> **Work task**
Print the entries exactly as given.
%%
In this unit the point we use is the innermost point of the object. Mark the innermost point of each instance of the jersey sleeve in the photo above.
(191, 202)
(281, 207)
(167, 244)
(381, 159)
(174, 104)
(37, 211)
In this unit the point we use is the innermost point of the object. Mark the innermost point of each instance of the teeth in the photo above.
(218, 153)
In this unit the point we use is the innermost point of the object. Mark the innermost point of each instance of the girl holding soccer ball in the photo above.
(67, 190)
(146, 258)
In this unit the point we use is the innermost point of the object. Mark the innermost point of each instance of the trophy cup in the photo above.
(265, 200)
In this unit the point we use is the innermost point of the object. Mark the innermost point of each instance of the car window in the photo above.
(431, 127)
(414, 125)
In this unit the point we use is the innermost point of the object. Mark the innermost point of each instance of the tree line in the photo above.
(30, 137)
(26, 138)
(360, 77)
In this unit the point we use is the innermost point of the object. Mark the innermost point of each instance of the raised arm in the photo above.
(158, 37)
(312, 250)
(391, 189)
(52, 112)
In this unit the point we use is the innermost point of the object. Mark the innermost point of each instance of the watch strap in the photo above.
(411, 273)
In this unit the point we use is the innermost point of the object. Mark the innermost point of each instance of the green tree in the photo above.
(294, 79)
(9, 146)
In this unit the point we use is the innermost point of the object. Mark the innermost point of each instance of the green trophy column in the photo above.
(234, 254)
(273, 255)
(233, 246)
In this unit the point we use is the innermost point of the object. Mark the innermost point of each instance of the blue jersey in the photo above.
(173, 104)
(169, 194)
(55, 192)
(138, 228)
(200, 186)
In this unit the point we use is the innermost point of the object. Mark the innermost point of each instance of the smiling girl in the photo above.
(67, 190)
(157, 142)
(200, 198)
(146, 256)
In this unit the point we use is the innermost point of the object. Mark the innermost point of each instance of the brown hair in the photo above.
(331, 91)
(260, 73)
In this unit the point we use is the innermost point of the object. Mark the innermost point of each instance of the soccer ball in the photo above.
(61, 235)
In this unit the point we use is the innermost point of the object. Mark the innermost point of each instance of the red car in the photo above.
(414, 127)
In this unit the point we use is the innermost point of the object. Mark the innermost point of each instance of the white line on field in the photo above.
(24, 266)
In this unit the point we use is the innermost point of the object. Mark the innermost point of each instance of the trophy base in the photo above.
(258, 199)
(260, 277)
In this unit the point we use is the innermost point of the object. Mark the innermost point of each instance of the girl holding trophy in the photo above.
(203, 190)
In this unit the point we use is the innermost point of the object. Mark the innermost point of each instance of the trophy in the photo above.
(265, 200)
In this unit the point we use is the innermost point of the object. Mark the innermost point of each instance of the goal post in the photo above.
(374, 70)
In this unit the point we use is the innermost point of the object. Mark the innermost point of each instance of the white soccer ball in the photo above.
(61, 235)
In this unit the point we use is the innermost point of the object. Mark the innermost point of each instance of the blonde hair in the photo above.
%%
> **Written solution**
In this unit the point we use is the innermost point of the object. Mark the innermost point of each instance of the jersey sleeve in the photo above.
(191, 202)
(281, 207)
(167, 244)
(381, 159)
(174, 104)
(37, 211)
In this unit the point we use is the innermost point of the object. Mark the innermost point of each instance of the teeth in the photo above.
(218, 153)
In this unit the point we use is the innermost point of the object. Mark the innermost point of each instance of the girl holding soccer ball in the photo above.
(67, 190)
(146, 258)
In this unit the point we use is the innermost point of the object. Mark the innermost point of each instance of the trophy cup in the photo above.
(265, 200)
In this unit the point we use is the innermost point of the object. Mark the innermost point of each instance of the car window in the photo above.
(431, 127)
(414, 125)
In this unit the point we use is the innermost point of the object. Mark the innermost point of each instance of the tree line in the photo above.
(30, 137)
(26, 138)
(360, 77)
In this unit the point we use is the innermost point of the object. Mark the innermost point of each instance of the raised arm in the photo above.
(158, 37)
(312, 250)
(391, 189)
(52, 112)
In this unit the point we use is the innermost point of the object. Mark the innermost point of each instance of the watch strap in the photo above.
(411, 273)
In this unit the point we use is the innermost point of the object. Mark the innermost point of each instance of the green tree in the photo above.
(294, 79)
(9, 146)
In this unit the point we use is the innermost point of the object. Mark the innermost point of each instance of the green trophy column in the photo above.
(234, 254)
(273, 255)
(233, 246)
In this unit the point we use is the innermost point of the object. Mark the innermost point of each instance of the blue jersey in the photo above.
(173, 104)
(169, 194)
(55, 192)
(138, 228)
(200, 186)
In this unit the point we use is the innermost point of the object. Mark the innermost point of each instance of the smiling girl in the photo above.
(67, 190)
(157, 142)
(200, 198)
(146, 256)
In this unit the point we use is the innermost point of the object. Mark the innermost point of each instance of the brown hair in the photo above.
(331, 91)
(260, 73)
In this unit the point we use is the innermost point of the object. Mark the innermost point of each instance of the soccer ball in the photo above.
(61, 235)
In this unit the point we use is the innermost point of the object. Mark the innermost point of each instance of the red car in the photo above.
(414, 127)
In this unit the point we use is the innermost point of the object. Mark the innermost point of each instance of the white line on field in the photo above.
(24, 266)
In this unit the point we use is the innermost point of the object. Mark the innermost point of each instance of the trophy base in the photo above.
(258, 199)
(260, 277)
In this unit the point we use is the innermost point of the object. Mark the innermost point of each instance of the girl holding trophy in the photo above.
(203, 190)
In this unit the point we use is the innermost point of the object. Mark the innermost point of each instance of the trophy in the photo above.
(265, 200)
In this unit the point we use is the innermost point of the object. Mark the innermost point of each instance of the goal post in the photo above.
(374, 70)
In this unit the point we use is the innermost point of the object. Mark the innermost point of each instance of the white soccer ball in the photo above.
(61, 235)
In this unit the point we use is the innermost point of the object. Mark the innermost point of each instance of the blonde hair in the photo above.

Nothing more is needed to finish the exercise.